**TASK SET**
A: In the UK employment news roundup, what unemployment rate was reached in Q4?
B: From the UK employment news roundup, copy everything from "New parental leave" down to "Assent in December.", word for word.
C: Write what comes next in the UK employment news roundup, continuing after its final sentence.

**SELECTED PASSAGE**
═══

Daily Mail The Daily Telegraph The Guardian The I The Times

The UK’s jobs market showed a decline in December, with both permanent and temporary positions falling. The KPMG and Recruitment and Employment Confederation (REC) survey indicated a four-month low in permanent placements and a rise in worker availability. Neil Carberry, REC chief executive, noted that business confidence must improve for hiring to recover. The unemployment rate reached 5.1% in Q4, the highest in four years, with predictions of it rising to 5.5%. Jon Holt, group chief executive of KPMG, said: “The jobs market is still signalling caution…[bosses] who have been prioritising increased investment in tech to improve resilience and productivity will be looking for signs of greater confidence in the wider economy before turning the hiring taps back on.”

New parental leave reforms unveiled

The I The Independent UK

The Prime Minister has announced significant reforms to parental leave as part of Labour’s workers’ rights package. Starting from an employee’s first day, unpaid parental leave will be available, benefiting 1.5m parents, along with the right to statutory sick pay. Additionally, bereaved partners will gain up to 52 weeks of paternity leave if they lose their partner before their child’s first birthday. Sir Keir Starmer said: “The changes we’re bringing in will mean every new parent can properly take time off when they have a child, and no one is forced to work while ill just to make ends meet.” The reforms are part of the Employment Rights Act, which received Royal Assent in December.

═══

**SOURCE MATERIAL**
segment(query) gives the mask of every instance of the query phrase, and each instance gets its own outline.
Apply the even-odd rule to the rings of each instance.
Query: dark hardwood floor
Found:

═══

**RESULTS BY TASK**
A: 5.1%, the highest in four years.

B:
New parental leave reforms unveiled

The I The Independent UK

The Prime Minister has announced significant reforms to parental leave as part of Labour’s workers’ rights package. Starting from an employee’s first day, unpaid parental leave will be available, benefiting 1.5m parents, along with the right to statutory sick pay. Additionally, bereaved partners will gain up to 52 weeks of paternity leave if they lose their partner before their child’s first birthday. Sir Keir Starmer said: “The changes we’re bringing in will mean every new parent can properly take time off when they have a child, and no one is forced to work while ill just to make ends meet.” The reforms are part of the Employment Rights Act, which received Royal Assent in December.

C:
ECONOMY
UK economy shows signs of recovery

Daily Mail

The UK economy is expected to have grown by 0.2% in November, following a recovery in car production after the Jaguar Land Rover cyber attack. Economists from Pantheon Macroeconomics and Investec noted that this growth comes after two months of decline. Rob Wood and Elliott Jordan Doak stated: “All told, we think the economy continued to chug along in November, despite months of pre-budget uncertainty.” While hospitality spending showed a 3.1% increase, retail sales volumes dipped by 0.1%. The upcoming Office for National Statistics data will provide further insights into consumer and business confidence.

REPORTING
Big Four fight for dominance in risk consultancy market

The Sunday Times

The Sunday Times reports on the growth of risk consulting with the market growing by $52bn to $160bn between 2020 and 2025. But questions abound over whether the Big Four can maintain their hold on the risk market after decades of dominance, as competitors create specialist geopolitics arms with former insiders and senior politicians on board. “The Big Four are accountants at heart,” explains James O’Dowd, founder of Patrick Morgan, an executive search firm for professional services. “Geopolitical risk needs multifaceted teams – international relations, foreign policy, sector specialists.” Big Four pay packages, too, tend to be lower than remuneration at the likes of McKinsey and BCG. The paper’s Daniel Woolfson concludes: “When it comes to risk, the Big Four remain formidable. But, as the boundary between risk and grand strategy blurs, rivals big and small are clearly nipping at their heels.”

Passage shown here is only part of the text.